• [阅读文本]:
HDFS写入过程方法调用逻辑 & 源码注释解读
前一篇介绍HDFS模块的博客中,我们重点从实践角度介绍了各种API如何使用以及IDEA的基本安装和配置步骤,而从这一篇开始,将会正式整理HDFS的读写原理分析,由于全部一次性整理篇幅过长,本人会将这一部分的内容拆分成多篇,这一篇将会从宏观上把控整个写入过程的框架,并啃一啃源码中的注释部分,好了,废话不多说,直接开始吧!
1. 框架图展示
上图摘录自《Hadoop权威指南》,从这张图可知,整个写入过程被分成了七大步骤,在第一篇源码分析博客中,本人会就前三个步骤做一个介绍,分别是HDFS客户端新建一个FileSystem对象,在名称节点上新建元数据,以及新建一个FSDataOutputStream对象
2. 源码解读
2.1 HDFS客户端新建FileSystem对象
这一步操作实际上包含了两个主要步骤:新建一个Configuration对象以及使用FileSystem类的静态方法get方法获取到FileSystem对象
2.1.1 注释文档翻译
首先,我们翻译一下FileSystem类的文档,从宏观上把控这个类:
An abstract base class for a fairly generic filesystem. It
may be implemented as a distributed filesystem, or as a "local"
one that reflects the locally-connected disk. The local version
exists for small Hadoop instances and for testing.
一个通用的文件系统的抽象基类,它可以被应用于一个分布式的文件系统,或者作为一个“本地的”反映了本地磁盘的文件系统而存在,本地化的版本一般比较适合应用于较小的Hadoop实例或用于测试环境
All user code that may potentially use the Hadoop Distributed
File System should be written to use a FileSystem object. The
Hadoop DFS is a multi-machine system that appears as a single
disk. It's useful because of its fault tolerance and potentially
very large capacity.
所有的可能会使用到HDFS的用户代码在进行编写时都应该使用FileSystem对象,HDFS文件系统是一个跨机器的系统,并且是一个单独的磁盘(即根目录)的形式出现的,这样的方式非常有用,是因为它的容错机制和海量的容量
2.1.2 新建Configuration对象
我们将断点打到下图为止,进行调试,来看看新建Configuration对象时究竟发生了些什么
关键代码如下:
static{ //print deprecation warning if hadoop-site.xml is found in classpath ClassLoader cL = Thread.currentThread().getContextClassLoader(); if (cL == null) { cL = Configuration.class.getClassLoader(); } if(cL.getResource("hadoop-site.xml")!=null) { LOG.warn("DEPRECATED: hadoop-site.xml found in the classpath. " + "Usage of hadoop-site.xml is deprecated. Instead use core-site.xml, " + "mapred-site.xml and hdfs-site.xml to override properties of " + "core-default.xml, mapred-default.xml and hdfs-default.xml " + "respectively"); } addDefaultResource("core-default.xml"); addDefaultResource("core-site.xml"); }
由此可见,Configuration对象会加入两个默认的配置文件,core-default.xml以及core-site.xml
2.1.3 获取FileSystem对象
现在我们将断点打到下图位置:
经过方法的层层调用,我们最终找到了FileSystem对象是通过调用getInternal方法得到的
首先在getInternal方法中调用了createFileSystem方法
进入createFileSystem方法,关键的来了!

• [执行任务]: 请将HDFS写入过程一文中从“一个通用的文件系统的抽象基类”到“very large capacity.”的部分重写一遍，并把其中的“Hadoop DFS”换成“HDFS”。 后面的列表无需使用。

• [数据]:
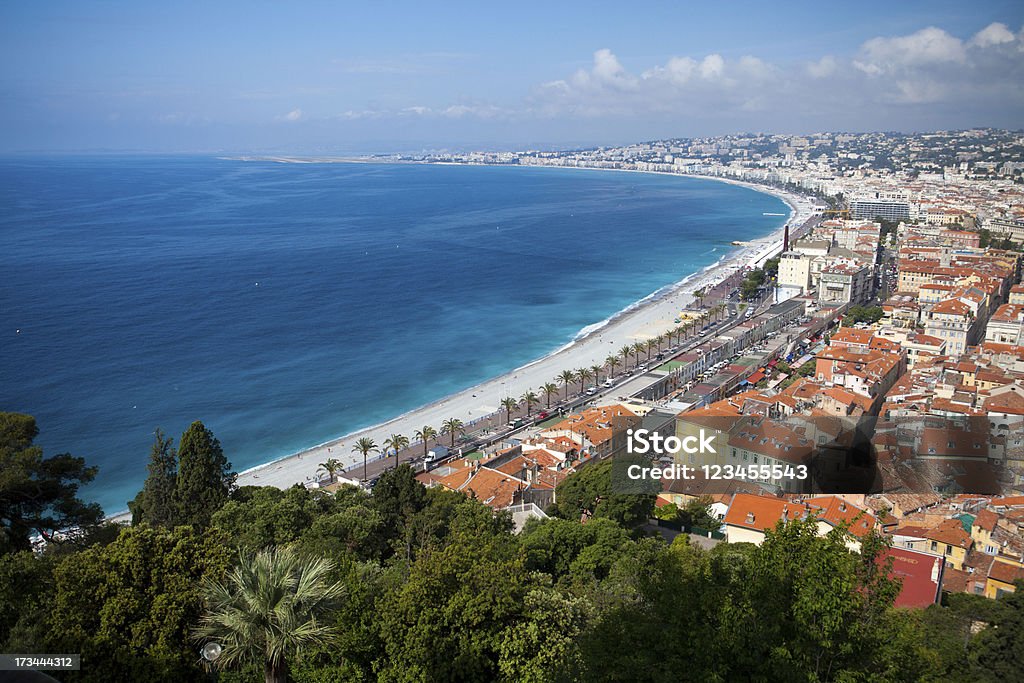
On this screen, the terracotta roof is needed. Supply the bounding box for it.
[988,560,1024,584]
[925,519,974,550]
[829,327,874,346]
[972,510,999,531]
[725,494,810,531]
[804,496,877,538]
[931,299,971,315]
[877,548,945,607]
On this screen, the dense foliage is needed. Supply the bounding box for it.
[0,413,1024,683]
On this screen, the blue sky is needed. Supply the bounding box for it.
[0,0,1024,154]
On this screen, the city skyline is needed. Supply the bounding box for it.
[0,2,1024,154]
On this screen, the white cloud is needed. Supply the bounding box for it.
[807,54,839,79]
[853,27,967,76]
[969,22,1017,47]
[699,54,725,80]
[525,24,1024,128]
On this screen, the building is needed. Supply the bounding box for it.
[985,303,1024,346]
[850,193,910,223]
[818,263,872,306]
[925,299,978,355]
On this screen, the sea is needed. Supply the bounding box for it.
[0,156,788,514]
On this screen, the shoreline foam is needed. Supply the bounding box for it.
[111,165,809,519]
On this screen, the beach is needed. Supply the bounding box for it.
[238,171,811,488]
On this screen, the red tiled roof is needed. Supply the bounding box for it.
[988,560,1024,584]
[876,548,945,607]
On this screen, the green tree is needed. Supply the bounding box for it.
[549,460,654,528]
[352,436,377,481]
[377,516,530,682]
[317,458,345,483]
[575,368,594,393]
[0,413,103,554]
[0,550,55,652]
[970,581,1024,683]
[519,391,541,418]
[40,524,230,683]
[502,396,519,422]
[413,425,437,458]
[195,549,344,683]
[633,342,649,368]
[210,484,339,550]
[498,587,595,683]
[558,370,575,398]
[174,420,236,528]
[679,496,722,531]
[541,382,558,411]
[618,344,640,372]
[384,434,409,467]
[441,418,466,449]
[128,428,178,527]
[519,518,632,583]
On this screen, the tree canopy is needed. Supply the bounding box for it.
[0,413,103,554]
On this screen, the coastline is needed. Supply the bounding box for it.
[211,164,810,497]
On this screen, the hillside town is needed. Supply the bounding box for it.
[368,130,1024,606]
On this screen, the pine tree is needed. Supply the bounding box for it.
[174,421,236,526]
[128,429,178,528]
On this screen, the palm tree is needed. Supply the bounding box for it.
[319,458,344,483]
[633,342,644,370]
[194,548,345,683]
[558,370,575,398]
[618,344,633,372]
[384,434,409,467]
[441,418,466,451]
[519,391,541,418]
[413,425,437,458]
[352,436,377,481]
[541,382,558,411]
[502,396,519,422]
[577,368,594,393]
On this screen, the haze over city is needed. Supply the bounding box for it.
[0,2,1024,154]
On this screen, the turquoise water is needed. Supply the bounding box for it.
[0,157,788,512]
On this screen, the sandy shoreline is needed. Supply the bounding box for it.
[218,167,810,497]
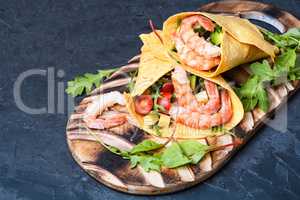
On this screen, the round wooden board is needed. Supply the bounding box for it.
[66,1,300,195]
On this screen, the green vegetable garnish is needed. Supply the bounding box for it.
[210,26,223,45]
[261,28,300,50]
[66,68,118,97]
[189,74,197,91]
[238,49,300,112]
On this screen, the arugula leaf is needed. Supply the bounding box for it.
[261,28,300,50]
[66,68,118,97]
[250,60,274,81]
[238,49,300,112]
[130,140,163,154]
[256,84,270,112]
[283,28,300,39]
[161,142,191,168]
[241,97,258,112]
[178,140,209,164]
[238,75,259,98]
[275,49,297,71]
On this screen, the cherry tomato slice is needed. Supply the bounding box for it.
[160,82,174,94]
[157,93,172,111]
[160,93,172,100]
[134,95,153,115]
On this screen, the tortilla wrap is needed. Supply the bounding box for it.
[124,31,244,138]
[163,12,279,77]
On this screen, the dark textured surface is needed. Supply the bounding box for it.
[0,0,300,200]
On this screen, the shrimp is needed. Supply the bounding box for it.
[170,67,233,129]
[83,91,127,129]
[172,67,221,114]
[172,15,221,70]
[176,90,232,129]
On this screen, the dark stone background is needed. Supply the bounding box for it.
[0,0,300,200]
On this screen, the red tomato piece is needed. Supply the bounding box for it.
[157,93,172,111]
[134,95,153,115]
[160,82,174,94]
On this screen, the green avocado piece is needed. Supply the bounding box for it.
[210,26,223,45]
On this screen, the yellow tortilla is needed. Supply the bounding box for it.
[163,12,279,77]
[131,31,175,96]
[124,32,244,138]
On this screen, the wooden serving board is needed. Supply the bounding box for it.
[66,1,300,195]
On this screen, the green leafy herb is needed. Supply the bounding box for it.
[130,140,163,154]
[238,49,300,112]
[66,68,117,97]
[261,28,300,50]
[85,123,239,172]
[210,26,223,45]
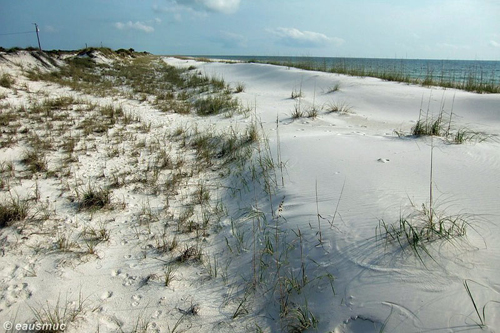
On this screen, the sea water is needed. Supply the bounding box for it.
[201,56,500,85]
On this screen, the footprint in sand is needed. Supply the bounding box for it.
[132,295,142,307]
[101,291,113,301]
[111,269,122,276]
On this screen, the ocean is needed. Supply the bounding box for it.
[200,56,500,86]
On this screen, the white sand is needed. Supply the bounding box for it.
[0,53,500,332]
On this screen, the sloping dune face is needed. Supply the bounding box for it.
[0,51,500,333]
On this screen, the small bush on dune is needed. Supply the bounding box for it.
[0,198,28,228]
[80,186,111,209]
[194,95,238,116]
[21,150,47,172]
[326,102,352,113]
[0,74,15,88]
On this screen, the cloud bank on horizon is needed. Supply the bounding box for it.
[0,0,500,60]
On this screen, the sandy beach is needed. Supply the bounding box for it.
[0,49,500,333]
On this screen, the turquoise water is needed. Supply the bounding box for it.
[200,56,500,85]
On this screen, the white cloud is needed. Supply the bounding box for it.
[153,0,241,14]
[437,43,471,50]
[115,21,155,33]
[270,28,345,47]
[212,31,247,48]
[488,40,500,47]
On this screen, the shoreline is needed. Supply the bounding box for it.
[0,49,500,332]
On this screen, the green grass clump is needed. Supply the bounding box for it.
[80,186,111,209]
[378,205,470,262]
[21,150,47,172]
[326,101,352,113]
[0,74,15,88]
[0,198,29,228]
[194,94,238,116]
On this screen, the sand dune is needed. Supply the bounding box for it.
[0,53,500,332]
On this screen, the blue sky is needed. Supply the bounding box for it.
[0,0,500,60]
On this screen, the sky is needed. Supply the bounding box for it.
[0,0,500,60]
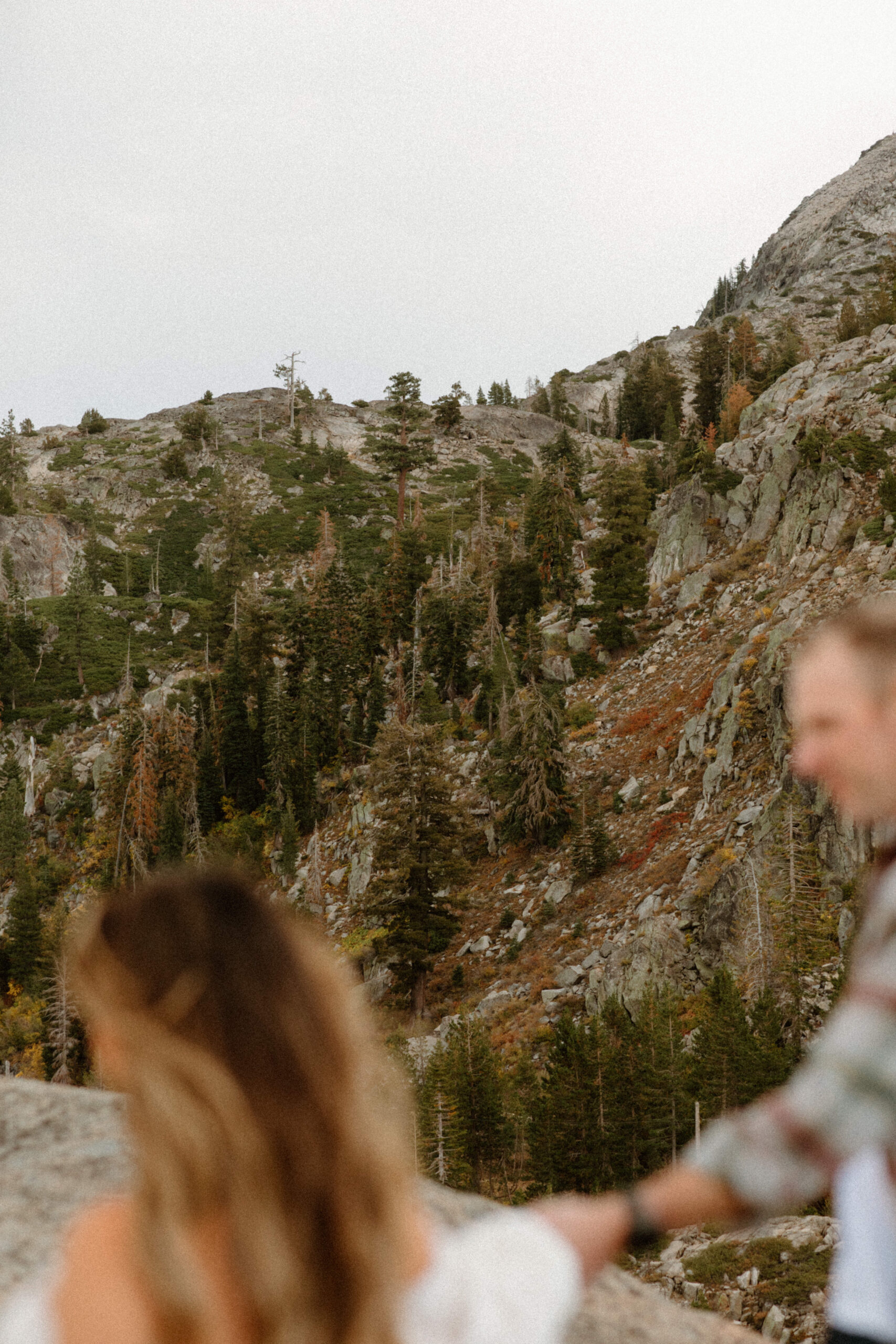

• [最终结果]:
一个通用的文件系统的抽象基类,它可以被应用于一个分布式的文件系统,或者作为一个“本地的”反映了本地磁盘的文件系统而存在,本地化的版本一般比较适合应用于较小的Hadoop实例或用于测试环境
All user code that may potentially use the Hadoop Distributed
File System should be written to use a FileSystem object. The
HDFS is a multi-machine system that appears as a single
disk. It's useful because of its fault tolerance and potentially
very large capacity.